Copy the stretch of the material from its start through the line containing "<point>284,197</point>", changing every "gas mask lens" to "respirator lens" and leaving all else unchanged.

..........

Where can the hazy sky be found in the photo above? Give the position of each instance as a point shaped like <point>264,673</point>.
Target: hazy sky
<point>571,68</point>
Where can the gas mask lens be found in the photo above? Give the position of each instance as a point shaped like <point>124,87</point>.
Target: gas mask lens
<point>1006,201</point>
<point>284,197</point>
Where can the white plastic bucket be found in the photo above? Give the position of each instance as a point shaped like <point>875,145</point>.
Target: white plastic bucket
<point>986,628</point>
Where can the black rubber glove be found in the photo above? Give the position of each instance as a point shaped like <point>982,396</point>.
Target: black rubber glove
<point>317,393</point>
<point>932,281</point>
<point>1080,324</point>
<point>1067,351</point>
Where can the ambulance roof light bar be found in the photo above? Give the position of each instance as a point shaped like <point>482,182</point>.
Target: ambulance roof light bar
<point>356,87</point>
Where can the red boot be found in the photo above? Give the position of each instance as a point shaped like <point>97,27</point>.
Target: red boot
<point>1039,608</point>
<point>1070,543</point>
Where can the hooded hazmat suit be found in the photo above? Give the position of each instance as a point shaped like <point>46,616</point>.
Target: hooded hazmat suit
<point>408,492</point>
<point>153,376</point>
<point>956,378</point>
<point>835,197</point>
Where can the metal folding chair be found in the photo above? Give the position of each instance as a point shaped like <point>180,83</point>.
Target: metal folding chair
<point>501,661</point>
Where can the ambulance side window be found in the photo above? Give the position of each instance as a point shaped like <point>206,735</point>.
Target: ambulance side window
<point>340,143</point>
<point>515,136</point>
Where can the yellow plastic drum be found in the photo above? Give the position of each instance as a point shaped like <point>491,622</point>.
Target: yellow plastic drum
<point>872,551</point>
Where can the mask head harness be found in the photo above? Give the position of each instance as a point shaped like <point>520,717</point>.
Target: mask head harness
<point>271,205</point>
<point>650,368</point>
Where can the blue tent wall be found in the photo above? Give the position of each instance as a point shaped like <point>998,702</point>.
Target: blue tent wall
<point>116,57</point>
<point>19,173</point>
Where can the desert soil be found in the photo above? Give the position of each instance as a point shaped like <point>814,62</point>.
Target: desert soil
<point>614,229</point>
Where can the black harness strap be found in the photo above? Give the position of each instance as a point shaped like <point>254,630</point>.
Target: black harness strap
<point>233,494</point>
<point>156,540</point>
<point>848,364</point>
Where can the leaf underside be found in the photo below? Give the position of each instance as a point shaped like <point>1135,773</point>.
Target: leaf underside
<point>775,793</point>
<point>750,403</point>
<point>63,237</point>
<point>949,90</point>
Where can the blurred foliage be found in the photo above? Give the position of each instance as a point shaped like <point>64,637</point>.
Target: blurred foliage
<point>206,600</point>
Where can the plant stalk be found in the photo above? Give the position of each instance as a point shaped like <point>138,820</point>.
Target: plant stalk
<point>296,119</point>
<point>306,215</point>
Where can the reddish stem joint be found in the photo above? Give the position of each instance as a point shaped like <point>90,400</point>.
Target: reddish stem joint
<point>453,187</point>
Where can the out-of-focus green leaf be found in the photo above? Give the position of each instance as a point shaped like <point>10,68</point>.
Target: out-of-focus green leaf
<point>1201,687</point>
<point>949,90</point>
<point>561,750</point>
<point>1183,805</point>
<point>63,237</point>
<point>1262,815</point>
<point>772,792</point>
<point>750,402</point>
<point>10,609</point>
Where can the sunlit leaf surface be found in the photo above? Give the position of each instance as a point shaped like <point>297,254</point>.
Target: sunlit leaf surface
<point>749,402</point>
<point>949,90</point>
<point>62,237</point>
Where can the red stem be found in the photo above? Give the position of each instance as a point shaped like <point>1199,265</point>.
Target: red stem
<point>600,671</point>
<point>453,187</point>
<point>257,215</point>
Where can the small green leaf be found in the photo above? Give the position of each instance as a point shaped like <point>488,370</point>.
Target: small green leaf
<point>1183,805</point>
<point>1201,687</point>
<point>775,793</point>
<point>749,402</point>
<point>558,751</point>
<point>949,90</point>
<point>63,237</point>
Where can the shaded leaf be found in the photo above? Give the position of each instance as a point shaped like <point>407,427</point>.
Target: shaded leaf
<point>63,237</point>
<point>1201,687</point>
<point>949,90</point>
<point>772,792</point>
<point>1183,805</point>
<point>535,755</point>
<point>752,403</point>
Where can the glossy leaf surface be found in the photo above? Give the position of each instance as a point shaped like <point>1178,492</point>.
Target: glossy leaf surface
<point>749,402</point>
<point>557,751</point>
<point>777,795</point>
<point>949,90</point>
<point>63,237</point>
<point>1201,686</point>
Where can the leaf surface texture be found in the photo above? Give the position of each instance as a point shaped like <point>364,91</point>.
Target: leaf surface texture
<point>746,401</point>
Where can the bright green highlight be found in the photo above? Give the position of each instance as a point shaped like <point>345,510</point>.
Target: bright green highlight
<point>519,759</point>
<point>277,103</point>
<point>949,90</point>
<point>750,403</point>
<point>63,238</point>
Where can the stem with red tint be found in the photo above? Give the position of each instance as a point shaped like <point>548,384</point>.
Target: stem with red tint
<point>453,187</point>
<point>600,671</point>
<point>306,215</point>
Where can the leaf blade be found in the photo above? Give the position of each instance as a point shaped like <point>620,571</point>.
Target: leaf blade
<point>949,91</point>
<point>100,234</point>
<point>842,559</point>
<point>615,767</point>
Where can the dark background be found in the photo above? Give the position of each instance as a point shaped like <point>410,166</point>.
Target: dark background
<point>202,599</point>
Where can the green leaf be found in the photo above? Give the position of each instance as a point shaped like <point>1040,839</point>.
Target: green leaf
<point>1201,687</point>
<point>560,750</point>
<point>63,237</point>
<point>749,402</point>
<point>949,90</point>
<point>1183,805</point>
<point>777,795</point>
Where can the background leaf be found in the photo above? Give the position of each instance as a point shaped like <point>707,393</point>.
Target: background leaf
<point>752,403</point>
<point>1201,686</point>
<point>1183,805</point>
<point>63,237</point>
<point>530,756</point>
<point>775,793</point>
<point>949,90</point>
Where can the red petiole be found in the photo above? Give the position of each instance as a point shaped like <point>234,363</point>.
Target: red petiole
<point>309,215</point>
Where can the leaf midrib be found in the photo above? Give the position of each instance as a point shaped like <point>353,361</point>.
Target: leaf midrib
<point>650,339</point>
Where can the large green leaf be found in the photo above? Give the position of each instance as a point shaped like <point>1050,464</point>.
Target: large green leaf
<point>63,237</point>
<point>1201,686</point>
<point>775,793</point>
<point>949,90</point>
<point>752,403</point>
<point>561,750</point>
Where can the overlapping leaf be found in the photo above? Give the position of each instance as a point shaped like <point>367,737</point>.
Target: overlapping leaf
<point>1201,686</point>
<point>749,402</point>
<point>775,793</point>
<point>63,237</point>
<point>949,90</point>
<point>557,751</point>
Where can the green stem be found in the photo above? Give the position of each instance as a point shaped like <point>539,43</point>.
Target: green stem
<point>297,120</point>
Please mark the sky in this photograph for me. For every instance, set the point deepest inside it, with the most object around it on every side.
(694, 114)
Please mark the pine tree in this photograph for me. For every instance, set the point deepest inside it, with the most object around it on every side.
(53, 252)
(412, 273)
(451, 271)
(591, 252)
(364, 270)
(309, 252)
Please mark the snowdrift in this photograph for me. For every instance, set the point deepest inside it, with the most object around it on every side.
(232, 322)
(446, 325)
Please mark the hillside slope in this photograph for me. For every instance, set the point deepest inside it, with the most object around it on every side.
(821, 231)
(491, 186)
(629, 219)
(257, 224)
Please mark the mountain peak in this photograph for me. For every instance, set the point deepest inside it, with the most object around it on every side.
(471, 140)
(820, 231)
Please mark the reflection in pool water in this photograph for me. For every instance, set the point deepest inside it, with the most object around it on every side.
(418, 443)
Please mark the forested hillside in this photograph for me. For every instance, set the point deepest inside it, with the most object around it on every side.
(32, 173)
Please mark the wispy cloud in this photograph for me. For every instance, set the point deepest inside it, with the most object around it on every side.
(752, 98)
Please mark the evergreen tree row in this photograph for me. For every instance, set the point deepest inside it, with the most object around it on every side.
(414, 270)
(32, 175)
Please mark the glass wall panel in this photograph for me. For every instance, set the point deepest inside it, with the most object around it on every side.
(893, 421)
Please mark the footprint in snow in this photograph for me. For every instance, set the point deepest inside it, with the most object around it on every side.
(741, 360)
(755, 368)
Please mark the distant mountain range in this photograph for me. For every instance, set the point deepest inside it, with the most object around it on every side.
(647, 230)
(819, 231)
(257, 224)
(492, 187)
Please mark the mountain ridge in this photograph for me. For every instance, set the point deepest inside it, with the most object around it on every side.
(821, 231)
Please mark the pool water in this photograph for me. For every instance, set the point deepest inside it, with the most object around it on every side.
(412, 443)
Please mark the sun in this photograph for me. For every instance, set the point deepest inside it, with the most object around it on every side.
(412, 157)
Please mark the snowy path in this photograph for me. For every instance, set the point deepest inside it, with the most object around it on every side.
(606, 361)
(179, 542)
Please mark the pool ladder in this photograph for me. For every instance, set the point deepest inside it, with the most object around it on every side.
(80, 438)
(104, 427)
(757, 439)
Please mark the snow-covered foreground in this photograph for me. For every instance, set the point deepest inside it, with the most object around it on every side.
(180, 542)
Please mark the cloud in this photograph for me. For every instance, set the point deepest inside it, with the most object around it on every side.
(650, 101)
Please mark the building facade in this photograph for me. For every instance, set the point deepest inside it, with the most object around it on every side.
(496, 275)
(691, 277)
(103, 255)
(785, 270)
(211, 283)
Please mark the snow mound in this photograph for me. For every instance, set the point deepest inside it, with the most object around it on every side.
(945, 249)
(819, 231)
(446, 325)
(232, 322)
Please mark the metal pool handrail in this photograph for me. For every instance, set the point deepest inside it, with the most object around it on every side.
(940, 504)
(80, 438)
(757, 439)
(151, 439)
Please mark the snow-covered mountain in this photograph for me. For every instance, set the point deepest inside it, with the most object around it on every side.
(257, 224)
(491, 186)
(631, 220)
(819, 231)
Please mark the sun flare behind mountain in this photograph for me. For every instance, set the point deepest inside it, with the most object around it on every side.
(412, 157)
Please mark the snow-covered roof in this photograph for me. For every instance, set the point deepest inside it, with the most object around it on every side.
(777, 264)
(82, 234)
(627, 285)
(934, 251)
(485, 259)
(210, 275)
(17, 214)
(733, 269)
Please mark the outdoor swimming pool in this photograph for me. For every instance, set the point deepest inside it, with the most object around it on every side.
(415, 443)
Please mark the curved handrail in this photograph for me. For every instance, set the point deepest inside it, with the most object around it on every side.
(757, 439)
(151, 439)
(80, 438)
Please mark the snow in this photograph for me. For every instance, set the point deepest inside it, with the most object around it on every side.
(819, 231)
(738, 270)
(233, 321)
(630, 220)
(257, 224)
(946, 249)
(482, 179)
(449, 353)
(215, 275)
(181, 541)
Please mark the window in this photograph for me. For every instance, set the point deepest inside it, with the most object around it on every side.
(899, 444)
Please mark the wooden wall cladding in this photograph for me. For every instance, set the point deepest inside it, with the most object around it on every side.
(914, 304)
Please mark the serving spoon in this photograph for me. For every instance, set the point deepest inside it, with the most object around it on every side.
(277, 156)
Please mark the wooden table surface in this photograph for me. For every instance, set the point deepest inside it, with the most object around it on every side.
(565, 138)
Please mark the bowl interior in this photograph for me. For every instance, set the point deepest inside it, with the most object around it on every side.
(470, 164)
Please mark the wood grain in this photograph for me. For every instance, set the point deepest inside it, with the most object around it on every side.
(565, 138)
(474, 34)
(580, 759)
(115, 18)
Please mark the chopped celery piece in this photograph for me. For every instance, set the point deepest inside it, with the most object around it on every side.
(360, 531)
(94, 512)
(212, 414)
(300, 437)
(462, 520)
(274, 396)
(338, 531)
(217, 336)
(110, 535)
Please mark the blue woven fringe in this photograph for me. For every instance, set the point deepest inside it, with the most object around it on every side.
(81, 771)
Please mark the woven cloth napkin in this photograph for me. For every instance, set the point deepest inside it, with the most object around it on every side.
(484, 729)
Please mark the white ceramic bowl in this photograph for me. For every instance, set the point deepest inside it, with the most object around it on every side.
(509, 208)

..........

OUTPUT FOR THIS TASK ->
Where can the hazy sky be found in the photo above? Give the position of each instance as a point shaped like <point>264,673</point>.
Target: hazy sky
<point>571,68</point>
Where can the respirator lens be found in the photo above? Give the position of each instance as a point shaped like <point>124,87</point>.
Target: respirator lens
<point>1006,201</point>
<point>284,197</point>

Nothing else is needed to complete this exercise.